# WHAT TO DO
Reproduce the rows below, substituting "Audit note" for every occurrence of "Review note" and leaving everything else unchanged.

** Begin PROVIDED RECORDS **

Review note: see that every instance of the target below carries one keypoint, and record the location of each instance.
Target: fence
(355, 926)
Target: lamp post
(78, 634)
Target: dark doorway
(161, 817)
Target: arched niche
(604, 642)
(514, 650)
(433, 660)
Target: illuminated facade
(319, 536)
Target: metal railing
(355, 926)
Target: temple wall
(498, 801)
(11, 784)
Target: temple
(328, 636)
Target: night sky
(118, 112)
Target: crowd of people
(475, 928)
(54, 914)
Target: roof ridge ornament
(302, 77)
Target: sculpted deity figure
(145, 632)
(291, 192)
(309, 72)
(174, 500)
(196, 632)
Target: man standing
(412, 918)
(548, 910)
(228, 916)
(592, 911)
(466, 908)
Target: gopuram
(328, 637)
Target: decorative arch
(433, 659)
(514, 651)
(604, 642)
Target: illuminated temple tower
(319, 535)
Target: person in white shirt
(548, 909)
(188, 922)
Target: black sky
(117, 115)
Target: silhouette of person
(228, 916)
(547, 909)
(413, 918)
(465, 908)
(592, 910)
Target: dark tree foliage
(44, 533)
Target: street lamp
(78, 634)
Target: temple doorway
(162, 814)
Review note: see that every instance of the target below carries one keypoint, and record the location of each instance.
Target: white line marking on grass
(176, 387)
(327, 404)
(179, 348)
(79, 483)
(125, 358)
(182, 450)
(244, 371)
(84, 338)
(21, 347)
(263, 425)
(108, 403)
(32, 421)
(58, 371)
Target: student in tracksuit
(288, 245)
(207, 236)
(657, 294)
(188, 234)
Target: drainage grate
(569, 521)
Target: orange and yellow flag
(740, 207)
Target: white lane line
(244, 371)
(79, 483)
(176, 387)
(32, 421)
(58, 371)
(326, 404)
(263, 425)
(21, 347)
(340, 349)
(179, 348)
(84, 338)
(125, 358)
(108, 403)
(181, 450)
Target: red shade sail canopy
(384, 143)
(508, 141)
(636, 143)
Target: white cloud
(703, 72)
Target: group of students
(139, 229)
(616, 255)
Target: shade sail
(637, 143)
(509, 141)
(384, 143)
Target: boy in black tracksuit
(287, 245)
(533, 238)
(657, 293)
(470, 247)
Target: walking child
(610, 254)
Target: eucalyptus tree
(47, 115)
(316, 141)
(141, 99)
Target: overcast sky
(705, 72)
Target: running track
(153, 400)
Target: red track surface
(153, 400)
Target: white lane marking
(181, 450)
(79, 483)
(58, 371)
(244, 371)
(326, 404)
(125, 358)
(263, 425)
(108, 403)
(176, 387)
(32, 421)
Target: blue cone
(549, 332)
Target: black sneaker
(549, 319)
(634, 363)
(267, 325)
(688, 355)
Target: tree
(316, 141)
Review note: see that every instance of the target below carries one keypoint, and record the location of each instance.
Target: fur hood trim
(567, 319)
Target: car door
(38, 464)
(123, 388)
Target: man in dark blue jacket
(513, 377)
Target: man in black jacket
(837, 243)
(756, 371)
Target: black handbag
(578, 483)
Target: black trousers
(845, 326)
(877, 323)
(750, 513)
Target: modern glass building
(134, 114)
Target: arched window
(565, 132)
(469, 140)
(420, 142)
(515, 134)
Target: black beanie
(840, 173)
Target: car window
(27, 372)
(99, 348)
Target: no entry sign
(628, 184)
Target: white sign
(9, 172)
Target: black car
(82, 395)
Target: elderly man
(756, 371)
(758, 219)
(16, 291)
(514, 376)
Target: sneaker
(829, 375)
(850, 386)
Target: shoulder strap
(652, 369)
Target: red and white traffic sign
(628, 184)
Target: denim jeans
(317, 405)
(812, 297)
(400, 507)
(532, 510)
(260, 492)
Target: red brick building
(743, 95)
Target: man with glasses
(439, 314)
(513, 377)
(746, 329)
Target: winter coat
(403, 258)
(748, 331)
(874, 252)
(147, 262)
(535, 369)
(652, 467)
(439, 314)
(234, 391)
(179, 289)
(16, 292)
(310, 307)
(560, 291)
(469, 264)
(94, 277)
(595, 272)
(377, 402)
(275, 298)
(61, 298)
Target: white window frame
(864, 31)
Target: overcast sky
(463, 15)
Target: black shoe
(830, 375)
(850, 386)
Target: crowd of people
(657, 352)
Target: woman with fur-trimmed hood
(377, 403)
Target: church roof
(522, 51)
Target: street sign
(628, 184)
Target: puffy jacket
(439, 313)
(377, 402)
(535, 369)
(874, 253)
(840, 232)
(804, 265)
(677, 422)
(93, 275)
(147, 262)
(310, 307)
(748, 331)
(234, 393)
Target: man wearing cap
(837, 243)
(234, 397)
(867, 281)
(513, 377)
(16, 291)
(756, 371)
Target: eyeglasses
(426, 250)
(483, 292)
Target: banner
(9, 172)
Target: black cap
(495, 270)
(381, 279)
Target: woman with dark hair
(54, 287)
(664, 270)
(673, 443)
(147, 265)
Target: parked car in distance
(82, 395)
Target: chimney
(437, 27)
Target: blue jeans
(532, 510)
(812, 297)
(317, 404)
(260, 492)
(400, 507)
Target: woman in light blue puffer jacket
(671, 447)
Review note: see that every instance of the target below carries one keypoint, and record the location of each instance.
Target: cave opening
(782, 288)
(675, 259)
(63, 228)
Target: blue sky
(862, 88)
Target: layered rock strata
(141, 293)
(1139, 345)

** End PROVIDED RECORDS **

# FINAL RESULT
Audit note: see that every instance of the target below carries one keypoint, and record the location of each instance.
Target: fence
(355, 926)
Target: lamp post
(78, 634)
Target: dark doorway
(161, 817)
Target: arched niche
(604, 642)
(514, 650)
(433, 660)
Target: illuminated facade
(319, 536)
Target: metal railing
(355, 926)
Target: temple wall
(498, 801)
(11, 784)
Target: temple
(328, 636)
Target: night sky
(118, 112)
Target: crowd of people
(475, 928)
(54, 914)
Target: roof ridge ornament
(302, 77)
Target: sculpted deity figure
(145, 632)
(291, 192)
(309, 72)
(174, 500)
(196, 632)
Target: man standing
(412, 918)
(548, 910)
(228, 916)
(592, 911)
(466, 908)
Target: gopuram
(328, 637)
Target: decorative arch
(433, 659)
(514, 651)
(604, 642)
Target: illuminated temple tower
(319, 535)
Target: person in white shirt
(548, 909)
(188, 922)
Target: black sky
(117, 115)
Target: silhouette of person
(228, 916)
(547, 909)
(413, 918)
(465, 908)
(592, 910)
Target: dark tree foliage
(44, 533)
Target: street lamp
(78, 634)
Target: temple doorway
(162, 814)
Audit note: see that every instance of the target below carries one keypoint, and record the location of each instance.
Target: white line marking on grass
(176, 387)
(327, 404)
(179, 348)
(79, 483)
(125, 358)
(182, 450)
(244, 371)
(84, 338)
(21, 347)
(263, 425)
(108, 403)
(32, 421)
(58, 371)
Target: student in tracksuit
(288, 245)
(207, 236)
(657, 294)
(188, 234)
Target: drainage grate
(569, 521)
Target: orange and yellow flag
(740, 207)
Target: white lane line
(244, 371)
(79, 483)
(176, 387)
(32, 421)
(58, 371)
(326, 404)
(263, 425)
(21, 347)
(340, 349)
(179, 348)
(84, 338)
(125, 358)
(108, 403)
(181, 450)
Target: red shade sail canopy
(384, 143)
(508, 141)
(636, 143)
Target: white cloud
(703, 72)
Target: group of students
(139, 229)
(616, 255)
Target: shade sail
(637, 143)
(509, 141)
(384, 143)
Target: boy in black tracksuit
(287, 245)
(533, 238)
(657, 293)
(470, 247)
Target: walking child
(610, 254)
Target: eucalyptus tree
(47, 115)
(316, 141)
(141, 99)
Target: overcast sky
(705, 72)
Target: running track
(153, 400)
Target: red track surface
(153, 400)
Target: white lane marking
(181, 450)
(79, 483)
(58, 371)
(244, 371)
(326, 404)
(125, 358)
(263, 425)
(108, 403)
(176, 387)
(32, 421)
Target: blue cone
(549, 332)
Target: black sneaker
(549, 319)
(634, 363)
(267, 325)
(688, 355)
Target: tree
(316, 141)
Audit note: see that every instance of the target below carries one keypoint, and record the location of each instance.
Target: fur hood trim
(567, 319)
Target: car door
(38, 464)
(123, 388)
Target: man in dark blue jacket
(513, 377)
Target: man in black jacket
(837, 243)
(756, 371)
Target: black handbag
(578, 483)
Target: black trousers
(845, 326)
(877, 323)
(750, 513)
Target: modern glass building
(134, 114)
Target: arched window
(565, 132)
(469, 140)
(420, 142)
(515, 134)
Target: black beanie
(840, 173)
Target: car window
(27, 372)
(99, 348)
Target: no entry sign
(628, 184)
Target: white sign
(9, 172)
Target: black car
(82, 395)
Target: elderly man
(756, 371)
(758, 219)
(16, 291)
(514, 376)
Target: sneaker
(829, 375)
(850, 386)
Target: shoulder strap
(652, 369)
Target: red and white traffic sign
(628, 184)
Target: denim jeans
(317, 405)
(812, 297)
(400, 507)
(532, 510)
(260, 492)
Target: red brick building
(743, 95)
Target: man with glasses
(439, 314)
(513, 377)
(746, 329)
Target: winter coat
(403, 258)
(748, 331)
(874, 252)
(147, 262)
(535, 369)
(652, 467)
(439, 314)
(234, 391)
(179, 289)
(16, 292)
(310, 307)
(560, 291)
(469, 264)
(94, 277)
(595, 272)
(377, 402)
(275, 298)
(61, 298)
Target: white window frame
(864, 31)
Target: overcast sky
(463, 15)
Target: black shoe
(830, 375)
(850, 386)
Target: crowd of people
(657, 352)
Target: woman with fur-trimmed hood
(377, 403)
Target: church roof
(522, 51)
Target: street sign
(628, 184)
Target: puffy jacket
(439, 313)
(377, 402)
(535, 369)
(874, 253)
(840, 232)
(804, 265)
(677, 422)
(93, 275)
(147, 262)
(310, 307)
(748, 331)
(234, 393)
Target: man wearing cap
(837, 243)
(234, 397)
(867, 281)
(513, 377)
(16, 291)
(756, 371)
Target: eyeglasses
(426, 250)
(483, 292)
Target: banner
(9, 172)
Target: black cap
(495, 270)
(381, 279)
Target: woman with dark hair
(54, 287)
(664, 270)
(673, 443)
(147, 265)
Target: parked car in distance
(82, 395)
Target: chimney
(437, 27)
Target: blue jeans
(532, 510)
(812, 297)
(317, 404)
(260, 492)
(400, 507)
Target: woman in light blue puffer jacket
(671, 447)
Audit note: see that every instance of the target below carries one keypoint, and record the location of each instance.
Target: cave opening
(782, 288)
(675, 259)
(63, 228)
Target: blue sky
(862, 88)
Target: layered rock strata
(141, 293)
(1139, 345)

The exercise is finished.